#### Source text:
____

8

The SDE for the Brownian bridge is the following:

$$dX_t = \dfrac{b-X_t}{1-t} \, dt+dB_t$$

with the solution

$$X_t = a(1-t)+bt+(1-t)\int_{0}^t \dfrac{dB_s}{1-s}.$$

The expectation and covariance are:

$$\mathbb{E}(X_t) = a+(b-a)t$$

$$\operatorname{Cov}(X_s,X_t) = \min(s,t)-st$$

Now I want to have a look at what happens as $t\rightarrow 1$.

For the expectation and covariance I get

$$\mathbb{E}(X_1) = b,$$

$$\operatorname{Cov}(X_s,X_1) = \min(s,1)-s$$

But I'm having trouble to see what happens with $X_t$. The first two summands clearly go to b, and the last summand should go to 0 as Brownian bridge expression for a Brownian motion suggests. The prove in the last comment using Doob's maximal inequality and Borel-Cantelli is quite short and I don't understand, what's exactly happening there, especially not, where the last equation comes from. Would be great if someone could explain it more exact how I get $$\lim_{t \rightarrow 1} (1-t)\int_0^t \frac{dB_s}{1-s} = 0 \text{ a.s.} $$

Thanks in advance!

____

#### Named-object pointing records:
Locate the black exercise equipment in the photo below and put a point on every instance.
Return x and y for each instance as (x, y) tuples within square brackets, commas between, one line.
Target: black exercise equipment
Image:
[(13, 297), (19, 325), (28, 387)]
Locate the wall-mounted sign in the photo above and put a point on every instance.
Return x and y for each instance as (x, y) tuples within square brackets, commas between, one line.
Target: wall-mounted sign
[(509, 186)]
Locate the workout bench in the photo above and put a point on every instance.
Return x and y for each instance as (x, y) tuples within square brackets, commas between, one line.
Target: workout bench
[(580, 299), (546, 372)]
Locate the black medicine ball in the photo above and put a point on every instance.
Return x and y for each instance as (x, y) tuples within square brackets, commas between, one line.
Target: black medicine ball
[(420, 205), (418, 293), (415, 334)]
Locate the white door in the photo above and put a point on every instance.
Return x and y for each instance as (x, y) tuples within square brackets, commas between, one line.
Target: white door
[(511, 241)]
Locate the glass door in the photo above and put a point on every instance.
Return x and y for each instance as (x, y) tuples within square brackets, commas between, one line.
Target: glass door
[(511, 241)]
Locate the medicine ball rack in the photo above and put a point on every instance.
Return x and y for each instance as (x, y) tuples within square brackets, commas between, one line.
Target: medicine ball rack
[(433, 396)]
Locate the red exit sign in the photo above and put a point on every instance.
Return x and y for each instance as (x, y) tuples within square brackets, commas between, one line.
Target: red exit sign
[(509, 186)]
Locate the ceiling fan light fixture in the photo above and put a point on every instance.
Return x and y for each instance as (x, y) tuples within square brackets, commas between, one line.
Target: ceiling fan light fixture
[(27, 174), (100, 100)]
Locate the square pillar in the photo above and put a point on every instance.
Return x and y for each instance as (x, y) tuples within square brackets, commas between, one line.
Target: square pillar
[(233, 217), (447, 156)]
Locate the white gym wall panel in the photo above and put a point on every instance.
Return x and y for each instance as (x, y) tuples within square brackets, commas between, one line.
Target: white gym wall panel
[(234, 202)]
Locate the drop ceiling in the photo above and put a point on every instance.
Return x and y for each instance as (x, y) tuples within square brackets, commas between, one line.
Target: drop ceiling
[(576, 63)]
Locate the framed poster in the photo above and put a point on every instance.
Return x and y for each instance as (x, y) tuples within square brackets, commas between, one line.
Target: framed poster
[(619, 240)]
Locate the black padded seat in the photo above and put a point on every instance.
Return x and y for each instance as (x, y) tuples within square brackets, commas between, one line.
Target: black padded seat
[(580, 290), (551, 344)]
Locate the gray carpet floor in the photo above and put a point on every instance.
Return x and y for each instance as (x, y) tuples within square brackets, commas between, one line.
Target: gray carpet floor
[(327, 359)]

____

#### Given task 1:
Answer these three questions about the Brownian bridge post:
(a) What expression does the post give for the expectation of X_t?
(b) Which two tools does the proof in the last comment use?
(c) What value does the post get for the expectation of X_1?
#### Given task 2:
Could you carry the Brownian bridge forum post on past its final line?

#### Written answer 1:
(a) a + (b − a)t
(b) Doob's maximal inequality and Borel-Cantelli
(c) b

#### Written answer 2:
Max93
  • 759
  • 2
    A first approach is to compute the second moment, since $$\mathrm{var}(X_t)=(1-t)^2\int_0^t\frac{ds}{(1-s)^2}=t(1-t),$$ one sees that $X_t\to1$ in $L^2$ when $t\to1$. – Did Jul 22 '15 at 10:07
  • Thank you! The second moment is $\mathbb{E}(X_t^2) = [a(1-t)+bt]^2 + t (1-t)$, as calculated here:http://math.stackexchange.com/questions/408620/brownian-bridge?rq=1, but I don't see how the estimate in http://math.stackexchange.com/questions/115727/brownian-bridge-expression-for-a-brownian-motion?rq=1 follows from that...how can I continue? – Max93 Jul 22 '15 at 10:24
  • The process is "bridge" between $a$ and $b$, hence $X_1=b$ so is $X_0=a$. – Math-fun Jul 22 '15 at 10:52
  • @Did $EX_1=b$ with variance vanishing at $1$ we obtain $X_1 \to b$. – Math-fun Jul 22 '15 at 10:55
  • @Math-fun Yeah, actually, the correct statement this yields is that $X_t\to b$ in $L^2$ when $t\to1$. – Did Jul 22 '15 at 11:38
  • @Susan In general, $\displaystyle E\left(\left(\int_0^tu(s)dB_s\right)^2\right)=E\left(\int_0^tu(s)^2ds\right),$ this is often called Itô's isometry. – Did Jul 22 '15 at 11:40

1 Answers1

5

We prove a.s. convergence to zero.

First notice that $\int_0^t f(s) dB_s$ has the same distribution as $B_{\int_0^t f(s)^2ds}$. This equality of distributions is true as processes in $t$ (not just for a single value of $t$). The way to prove this is to note that both are Gaussian processes with the same covariance kernel.

Using this with $f(s) = \frac{1}{1-s}$, one obtains that $\int_0^t \frac{dB_s}{1-s}$ is the same process (in law) as $B_{\frac{t}{1-t}}$. So we just need to show that $\lim_{t \to 1} (1-t)B_{\frac{t}{1-t}} = 0$ a.s. This is equivalent to showing $\frac{B_u}{u} \to 0$ as $ u \to \infty$. By time inversion, this is in turn equivalent to showing that $B_s \to 0$ as $s \to 0$, which is obvious from continuity of paths.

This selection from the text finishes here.